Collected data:
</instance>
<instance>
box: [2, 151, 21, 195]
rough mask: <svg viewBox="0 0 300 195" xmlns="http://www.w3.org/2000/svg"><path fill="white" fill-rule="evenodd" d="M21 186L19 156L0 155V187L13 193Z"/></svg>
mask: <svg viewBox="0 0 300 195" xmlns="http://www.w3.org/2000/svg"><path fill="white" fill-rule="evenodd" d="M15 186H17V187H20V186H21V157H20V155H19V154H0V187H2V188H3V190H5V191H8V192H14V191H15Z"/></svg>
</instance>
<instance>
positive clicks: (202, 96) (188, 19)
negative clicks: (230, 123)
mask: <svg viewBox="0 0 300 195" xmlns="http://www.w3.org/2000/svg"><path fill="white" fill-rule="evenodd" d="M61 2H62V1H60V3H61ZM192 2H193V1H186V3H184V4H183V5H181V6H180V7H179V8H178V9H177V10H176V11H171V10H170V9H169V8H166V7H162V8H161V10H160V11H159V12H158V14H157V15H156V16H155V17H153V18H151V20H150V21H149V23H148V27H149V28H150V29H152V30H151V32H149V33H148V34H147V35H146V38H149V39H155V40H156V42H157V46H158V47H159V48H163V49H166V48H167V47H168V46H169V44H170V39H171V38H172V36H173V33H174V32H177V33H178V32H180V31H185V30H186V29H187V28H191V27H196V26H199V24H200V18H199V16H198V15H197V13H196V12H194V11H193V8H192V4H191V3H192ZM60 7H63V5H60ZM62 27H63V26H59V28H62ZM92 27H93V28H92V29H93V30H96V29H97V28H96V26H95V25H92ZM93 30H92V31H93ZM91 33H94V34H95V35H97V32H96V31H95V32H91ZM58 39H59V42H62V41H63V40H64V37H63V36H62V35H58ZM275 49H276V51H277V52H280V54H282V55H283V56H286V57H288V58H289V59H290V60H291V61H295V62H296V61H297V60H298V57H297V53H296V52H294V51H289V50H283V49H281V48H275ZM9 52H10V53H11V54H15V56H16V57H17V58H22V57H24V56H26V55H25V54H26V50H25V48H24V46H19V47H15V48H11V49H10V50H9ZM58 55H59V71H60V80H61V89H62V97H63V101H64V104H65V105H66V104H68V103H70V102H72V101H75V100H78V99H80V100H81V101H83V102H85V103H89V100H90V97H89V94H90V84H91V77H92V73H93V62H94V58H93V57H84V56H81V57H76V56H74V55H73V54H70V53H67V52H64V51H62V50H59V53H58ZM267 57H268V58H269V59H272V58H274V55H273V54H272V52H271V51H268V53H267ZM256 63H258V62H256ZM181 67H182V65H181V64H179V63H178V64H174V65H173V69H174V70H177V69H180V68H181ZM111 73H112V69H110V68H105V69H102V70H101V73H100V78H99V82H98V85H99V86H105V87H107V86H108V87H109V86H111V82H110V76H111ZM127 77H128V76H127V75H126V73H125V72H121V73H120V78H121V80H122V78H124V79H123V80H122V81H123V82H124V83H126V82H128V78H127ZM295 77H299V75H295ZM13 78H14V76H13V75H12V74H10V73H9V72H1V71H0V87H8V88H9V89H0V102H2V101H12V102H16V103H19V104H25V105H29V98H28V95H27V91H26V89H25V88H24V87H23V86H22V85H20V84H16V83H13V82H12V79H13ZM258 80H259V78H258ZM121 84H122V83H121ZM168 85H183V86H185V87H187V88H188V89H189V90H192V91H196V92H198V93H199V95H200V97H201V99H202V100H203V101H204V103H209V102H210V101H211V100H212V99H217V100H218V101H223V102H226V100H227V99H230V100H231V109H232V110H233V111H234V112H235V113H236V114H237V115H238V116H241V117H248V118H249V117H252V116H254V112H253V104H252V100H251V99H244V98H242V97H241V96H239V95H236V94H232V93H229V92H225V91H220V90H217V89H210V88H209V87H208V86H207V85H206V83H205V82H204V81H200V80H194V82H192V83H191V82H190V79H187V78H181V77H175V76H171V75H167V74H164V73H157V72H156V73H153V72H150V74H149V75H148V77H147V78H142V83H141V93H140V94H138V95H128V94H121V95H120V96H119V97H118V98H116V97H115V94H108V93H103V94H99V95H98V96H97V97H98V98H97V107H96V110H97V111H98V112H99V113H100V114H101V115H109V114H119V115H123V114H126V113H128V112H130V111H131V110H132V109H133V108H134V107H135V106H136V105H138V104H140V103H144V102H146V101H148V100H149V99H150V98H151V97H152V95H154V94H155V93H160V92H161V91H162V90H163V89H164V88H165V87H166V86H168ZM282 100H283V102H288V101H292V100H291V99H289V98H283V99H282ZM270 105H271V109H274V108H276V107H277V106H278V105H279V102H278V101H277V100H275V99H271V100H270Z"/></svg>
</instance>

• _Problem to solve_:
Recopy the entries above exactly, with every line included.

• _Finished task_:
</instance>
<instance>
box: [2, 151, 21, 195]
rough mask: <svg viewBox="0 0 300 195" xmlns="http://www.w3.org/2000/svg"><path fill="white" fill-rule="evenodd" d="M21 186L19 156L0 155V187L13 193Z"/></svg>
mask: <svg viewBox="0 0 300 195" xmlns="http://www.w3.org/2000/svg"><path fill="white" fill-rule="evenodd" d="M15 186H17V187H20V186H21V157H20V155H19V154H0V187H2V188H3V190H5V191H8V192H14V191H15Z"/></svg>
</instance>
<instance>
positive clicks: (202, 96) (188, 19)
negative clicks: (230, 123)
mask: <svg viewBox="0 0 300 195" xmlns="http://www.w3.org/2000/svg"><path fill="white" fill-rule="evenodd" d="M61 2H62V1H60V3H61ZM192 2H193V1H186V3H184V4H183V5H181V6H180V7H179V8H178V9H177V10H176V11H171V10H170V9H169V8H166V7H162V8H161V10H160V11H159V12H158V14H157V15H156V16H155V17H153V18H151V20H150V21H149V23H148V27H149V28H150V29H152V30H151V32H149V33H148V34H147V35H146V38H149V39H155V40H156V42H157V46H158V47H159V48H163V49H166V48H167V47H168V46H169V44H170V39H171V38H172V36H173V33H174V32H177V33H178V32H180V31H185V30H186V29H187V28H191V27H196V26H199V24H200V18H199V16H198V15H197V13H196V12H194V11H193V8H192V4H191V3H192ZM60 7H63V5H60ZM62 27H63V26H59V28H62ZM92 27H93V28H92V29H93V30H96V29H97V28H96V26H95V25H92ZM93 30H92V31H93ZM91 33H94V34H95V35H97V32H96V31H95V32H91ZM58 39H59V42H62V41H63V40H64V37H63V36H62V35H58ZM275 49H276V51H277V52H280V54H282V55H283V56H286V57H288V58H289V59H290V60H291V61H295V62H296V61H297V60H298V57H297V53H296V52H294V51H289V50H283V49H281V48H275ZM9 52H10V53H11V54H15V56H16V57H17V58H22V57H24V56H26V55H25V54H26V50H25V48H24V46H19V47H15V48H11V49H10V50H9ZM58 55H59V71H60V80H61V89H62V97H63V101H64V104H65V105H66V104H68V103H70V102H72V101H75V100H78V99H80V100H81V101H83V102H85V103H89V100H90V97H89V94H90V84H91V77H92V73H93V62H94V58H93V57H84V56H81V57H76V56H74V55H73V54H70V53H67V52H64V51H62V50H59V53H58ZM267 57H268V58H269V59H272V58H274V55H273V54H272V52H271V51H268V53H267ZM256 63H258V62H256ZM181 67H182V65H181V64H179V63H178V64H174V65H173V69H174V70H177V69H180V68H181ZM111 73H112V69H110V68H105V69H102V70H101V73H100V78H99V82H98V85H99V86H105V87H107V86H108V87H109V86H111V82H110V76H111ZM127 77H128V76H127V75H126V73H125V72H121V73H120V78H121V80H122V78H124V79H123V80H122V81H123V82H124V83H126V82H128V78H127ZM295 77H299V75H295ZM13 78H14V76H13V75H12V74H10V73H9V72H1V71H0V87H8V88H9V89H0V102H2V101H12V102H16V103H19V104H25V105H29V98H28V95H27V91H26V89H25V88H24V87H23V86H22V85H20V84H16V83H13V82H12V79H13ZM258 80H259V78H258ZM121 84H122V83H121ZM168 85H183V86H185V87H187V88H188V89H189V90H192V91H196V92H198V93H199V95H200V97H201V99H202V100H203V101H204V103H209V102H210V101H211V100H212V99H217V100H218V101H223V102H226V100H227V99H230V100H231V109H232V110H233V111H234V112H235V113H236V114H237V115H238V116H241V117H248V118H249V117H252V116H254V112H253V104H252V100H251V99H244V98H242V97H241V96H239V95H236V94H232V93H229V92H225V91H220V90H217V89H210V88H209V87H208V86H207V85H206V83H205V82H204V81H200V80H194V82H192V83H191V82H190V79H187V78H181V77H175V76H171V75H167V74H164V73H157V72H156V73H153V72H150V74H149V75H148V77H147V78H142V83H141V93H140V94H138V95H128V94H121V95H120V96H119V97H118V98H116V97H115V94H108V93H103V94H99V95H98V96H97V97H98V98H97V107H96V110H97V111H98V112H99V113H100V114H101V115H109V114H119V115H123V114H126V113H128V112H130V111H131V110H132V109H133V108H134V107H135V106H136V105H138V104H140V103H144V102H146V101H148V100H149V99H150V98H151V97H152V95H154V94H155V93H160V92H161V91H162V90H163V89H164V88H165V87H166V86H168ZM282 100H283V102H288V101H292V100H291V99H289V98H283V99H282ZM270 105H271V109H274V108H276V107H277V106H278V105H279V102H278V101H277V100H275V99H271V100H270Z"/></svg>
</instance>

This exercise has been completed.